▸ **Text excerpt**
-------
There are several laws you should know about in the Philippines that likely differ from laws your home country. Many of expat have found themselves in legal trouble (both criminal and civil) because of their ignorance from the law. Here is a list of laws that a person should know before relocating to the Philippines. Some of these are not heavily enforced but you should still take note as they could be used against you if you get on someone’s bad side.
Under most situations, foreigners cannot own land or most businesses. There are exceptions to this (owning condos under R.A 4726 – Condominium Act) but the general rule is that a foreigner simply cannot own land. You might have heard of expats saying they own land in the Philippines but the most likely scenario is that they have put it under their wives name and have little say what happens to the property after they have paid for it. There are ways to protect your “investment” but you will need to hire a lawyer to have the process explained and the paperwork drawn out.
Source: R.A. 8179
As for businesses: You will need to check the Philippine Investment Negative List to see what you can own or partially own. Note: There isn’t much you can fully own.
Sometimes 18, sometimes 21 and other times 23.
-------
▸ **Dataset records**
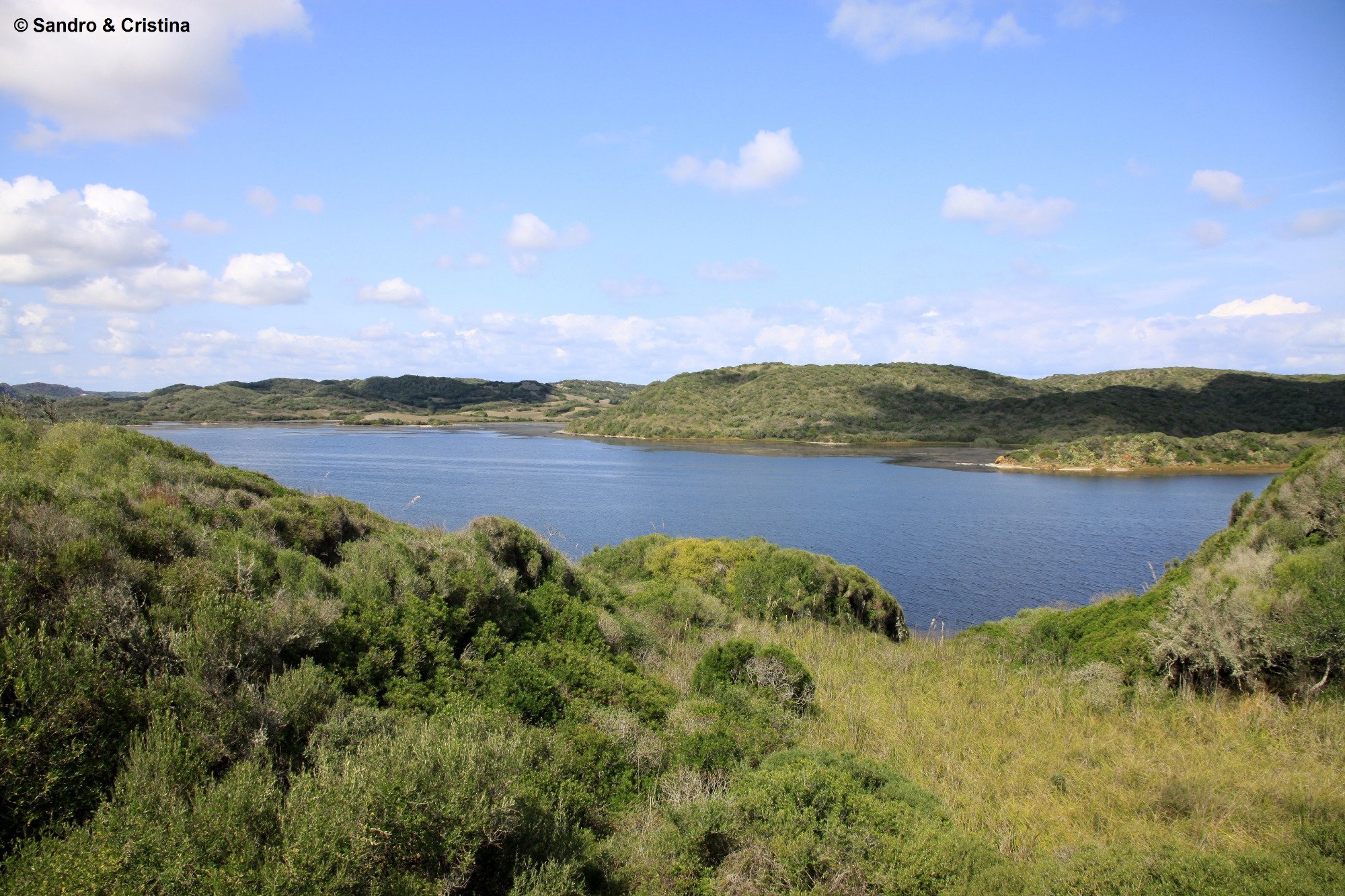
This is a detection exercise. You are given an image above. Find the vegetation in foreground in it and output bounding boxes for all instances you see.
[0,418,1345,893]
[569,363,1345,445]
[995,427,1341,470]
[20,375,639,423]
-------
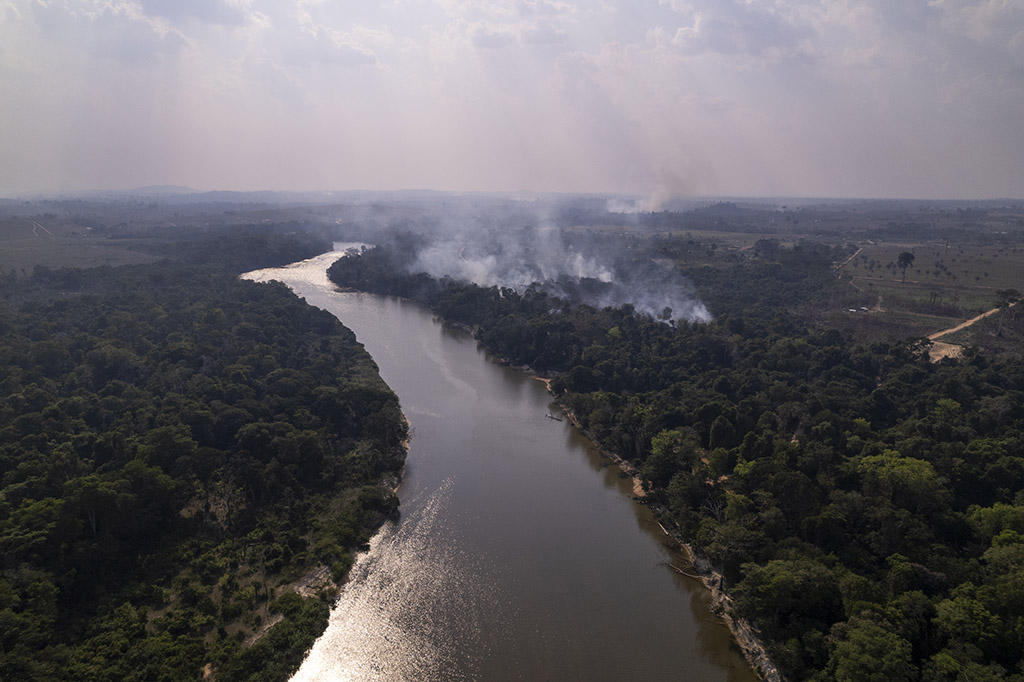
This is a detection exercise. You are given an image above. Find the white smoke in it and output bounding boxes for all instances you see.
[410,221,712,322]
-------
▸ **Set problem 1**
Please reproduce the text on Philippine laws for expats word for word, starting with "Under most situations, foreigners" and going on through "paperwork drawn out.".
▸ **Set problem 2**
Resume the text on Philippine laws for expats, continuing from its last sentence.

▸ **Task response 1**
Under most situations, foreigners cannot own land or most businesses. There are exceptions to this (owning condos under R.A 4726 – Condominium Act) but the general rule is that a foreigner simply cannot own land. You might have heard of expats saying they own land in the Philippines but the most likely scenario is that they have put it under their wives name and have little say what happens to the property after they have paid for it. There are ways to protect your “investment” but you will need to hire a lawyer to have the process explained and the paperwork drawn out.

▸ **Task response 2**
Family is big in the Philippines. No, that’s an understatement; family is everything in the Philippines. R.A 386 (Civil Code of the Philippines) covers what is expected, and required, from families in great detail. If you think you are going to come to the Philippines and immediately marry your on-line love, well, that might not going to happen. If the young lady is under the age of 23 she must have permission from her parents to even leave the house. On top of that they must agree to the wedding or you will be waiting around for 3 months.
Article 403 of the Civil Code of the Philippines:
“…females above eighteen but under twenty-three years of age, shall be obliged to ask their parents or guardian for advice upon the intended marriage. If they do not obtain such advice, or if it be unfavorable, the marriage shall not take place till after three months following the completion of the publication of the application for marriage license.”
But we wouldn’t be rushing into such a huge commitment in the first place now would we?
There is a long list of people who can be denied entry to the Philippines. I have personally never been asked these types of questions when going through immigration but it is the law and I suppose it could be used against you if you had a bad attitude coming through the gates. The ones that catch my eye are:
Section 29 of Commonwealth Act No. 613
It is important to note that an immigration office can deny you entry into the country for any reason they see fit. As with most things in the Philippines, smile and be polite and you will have few problems.
There is no divorce in the Philippines. It is possible to end a marriage with an annulment but this is very expensive and both parties must agree to it. On top of that, one of the parties must have a doctor verify that they are mentally unfit (and who wants to do that?). After that you must have a judge sign off on the paperwork. You had better hope that the judge is not a devout Catholic (he probably is) if you want his signature on that paperwork.
Article XV, Section 2 of the 1987 Constitution:
“Marriage, as an inviolable social institution, is the foundation of the family and shall be protected by the State.”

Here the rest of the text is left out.